┌─ DOCUMENT PASSAGE
Chapter 13 bankruptcy is a reorganization plan for individuals providing for adjustment of debts of an individual with regular income. (Chapter 13 allows a debtor to keep property and pay debts over time, usually three to five years.). To qualify for Chapter 13, an individual must have secured debts under $1,010,650 and unsecured debts under $336,900. Under Chapter 13 the debtor keeps all of their property, but in return they make regular payments to a trustee, who distributes the payments to the creditors. Most Chapter 13 plans last for three to five years, and then the remaining unpaid and eligible debts are discharged. The types of debt that can be discharged under Chapter 13 was substantially scaled back by the 2005 reform amendments. Creditors may challenge a Chapter 13 plan but a plan can still be confirmed over their objection if the criteria for confirmation is otherwise met. A requirement for confirmation of a Chapter 13 plan is that unsecured creditors would receive at least as much as they would receive in a Chapter 7 liquidation.

Chapter 13 of the United States Bankruptcy Code is frequently referred to as a "wage earner" chapter, although it is available to individuals with regular income from any source, not just wages. It enables individuals with regular income to develop a plan to repay all or part of their debts. Under this chapter, debtors propose a repayment plan to make installments to creditors over three to five years. If the debtor's current monthly income is less than the applicable state median, the plan will be for three years unless the court approves a longer period "for cause." (1) If the debtor's current monthly income is greater than the applicable state median, the plan generally must be for five years. In no case may a plan provide for payments over a period longer than five years. 11 U.S.C. §§1322(d). During this time the law forbids creditors from starting or continuing collection efforts.

This chapter discusses six aspects of a Chapter 13 proceeding: the advantages of choosing Chapter 13, the Chapter 13 eligibility requirements, how a Chapter 13 proceeding works, what may be included in Chapter 13 repayment plan and how it is confirmed, making the plan work, and the special Chapter 13 discharge.
└─
┌─ RECORD EXCERPTS
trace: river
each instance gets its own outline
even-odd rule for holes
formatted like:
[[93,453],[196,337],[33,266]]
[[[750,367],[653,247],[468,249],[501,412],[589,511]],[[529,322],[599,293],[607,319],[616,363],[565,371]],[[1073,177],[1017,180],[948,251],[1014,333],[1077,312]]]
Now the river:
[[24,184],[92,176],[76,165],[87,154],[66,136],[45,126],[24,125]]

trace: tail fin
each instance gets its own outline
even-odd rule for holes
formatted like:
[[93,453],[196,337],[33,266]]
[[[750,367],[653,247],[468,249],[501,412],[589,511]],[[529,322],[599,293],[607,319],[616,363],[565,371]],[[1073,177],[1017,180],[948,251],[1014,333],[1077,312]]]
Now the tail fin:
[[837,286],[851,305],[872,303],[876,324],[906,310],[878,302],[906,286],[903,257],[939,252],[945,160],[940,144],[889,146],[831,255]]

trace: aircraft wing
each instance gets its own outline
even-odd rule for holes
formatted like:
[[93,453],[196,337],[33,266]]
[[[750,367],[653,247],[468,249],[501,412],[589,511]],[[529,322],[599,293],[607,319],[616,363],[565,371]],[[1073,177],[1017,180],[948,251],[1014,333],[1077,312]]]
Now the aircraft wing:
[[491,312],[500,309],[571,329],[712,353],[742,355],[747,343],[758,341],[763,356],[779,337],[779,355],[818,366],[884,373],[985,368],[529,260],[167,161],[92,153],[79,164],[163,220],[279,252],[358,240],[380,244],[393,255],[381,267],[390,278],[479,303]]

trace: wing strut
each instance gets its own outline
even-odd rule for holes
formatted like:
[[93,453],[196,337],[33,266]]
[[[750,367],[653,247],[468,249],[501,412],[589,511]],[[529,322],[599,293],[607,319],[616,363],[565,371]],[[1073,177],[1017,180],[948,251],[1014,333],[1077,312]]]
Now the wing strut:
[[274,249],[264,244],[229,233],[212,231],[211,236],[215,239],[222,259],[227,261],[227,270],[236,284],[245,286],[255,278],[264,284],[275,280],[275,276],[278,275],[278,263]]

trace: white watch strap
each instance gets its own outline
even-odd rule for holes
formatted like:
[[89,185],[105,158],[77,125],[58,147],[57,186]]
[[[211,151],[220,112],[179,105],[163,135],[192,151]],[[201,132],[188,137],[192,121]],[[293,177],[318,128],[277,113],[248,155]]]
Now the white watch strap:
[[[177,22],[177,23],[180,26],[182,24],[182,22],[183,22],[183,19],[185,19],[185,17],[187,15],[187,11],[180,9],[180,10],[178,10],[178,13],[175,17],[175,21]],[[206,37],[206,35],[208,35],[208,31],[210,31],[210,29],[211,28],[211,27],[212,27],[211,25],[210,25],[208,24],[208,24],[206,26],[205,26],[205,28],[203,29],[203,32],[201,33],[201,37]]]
└─
## EXERCISE SET
1. In the Chapter 13 bankruptcy passage, how long must a plan generally last when the debtor's current monthly income is greater than the applicable state median?
2. Write the next part of the Chapter 13 bankruptcy passage, starting after its last sentence.

## ANSWERS IN ORDER
1. Five years.

2.
Advantages of Chapter 13

Chapter 13 offers individuals a number of advantages over liquidation under Chapter 7. Perhaps most significantly, Chapter 13 offers individuals an opportunity to save their homes from foreclosure. By filing under this chapter, individuals can stop foreclosure proceedings and may cure delinquent mortgage payments over time. Nevertheless, they must still make all mortgage payments that come due during the Chapter 13 plan on time. Another advantage of Chapter 13 is that it allows individuals to reschedule secured debts (other than a mortgage for their primary residence) and extend them over the life of the Chapter 13 plan. Doing this may lower the payments. Chapter 13 also has a special provision that protects third parties who are liable with the debtor on "consumer debts." This provision may protect co-signers. Finally, Chapter 13 acts like a consolidation loan under which the individual makes the plan payments to a Chapter 13 trustee who then distributes payments to creditors. Individuals will have no direct contact with creditors while under Chapter 13 protection.

Chapter 13 Eligibility Any individual, even if self-employed or operating an unincorporated business, is eligible for Chapter 13 relief as long as the individual's unsecured debts are less than $336,900 and secured debts are less than $1,010,650. 11 U.S.C. §§109(e). These amounts are adjusted periodically to reflect changes in the consumer price index. A corporation or partnership may not be a Chapter 13 debtor. Id.

An individual cannot file under Chapter 13 or any other chapter if, during the preceding 180 days, a prior bankruptcy petition was dismissed due to the debtor's willful failure to appear before the court or comply with orders of the court or was voluntarily dismissed after creditors sought relief from the bankruptcy court to recover property upon which they hold liens. 11 U.S.C. §§§109(g), 362(d) and (e). In addition, no individual may be a debtor under Chapter 13 or any chapter of the Bankruptcy Code unless he or she has, within 180 days before filing, received credit counseling from an approved credit counseling agency either in an individual or group briefing. 11 U.S.C. §§§109, 111. There are exceptions in emergency situations or where the U.S. Trustee (or bankruptcy administrator) has determined that there are insufficient approved agencies to provide the required counseling. If a debt management plan is developed during required credit counseling, it must be filed with the court.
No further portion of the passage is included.